Coordinate annotation records:
— start —

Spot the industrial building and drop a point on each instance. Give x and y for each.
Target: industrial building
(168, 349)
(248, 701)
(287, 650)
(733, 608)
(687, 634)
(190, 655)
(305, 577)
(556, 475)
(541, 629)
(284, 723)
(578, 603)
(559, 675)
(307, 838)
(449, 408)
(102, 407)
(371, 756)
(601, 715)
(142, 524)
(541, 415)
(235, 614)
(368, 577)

— end —

WHAT YOU HAVE TO DO
Copy every line of the records above word for word, with nothing left out or changed.

IN RESPONSE
Spot the industrial building and drop a point on each instance. Give x and y for each.
Target: industrial building
(168, 349)
(248, 701)
(287, 650)
(733, 608)
(687, 634)
(190, 655)
(305, 577)
(556, 475)
(541, 629)
(284, 723)
(578, 603)
(559, 675)
(307, 838)
(449, 408)
(102, 407)
(371, 756)
(601, 715)
(142, 524)
(541, 415)
(235, 614)
(368, 577)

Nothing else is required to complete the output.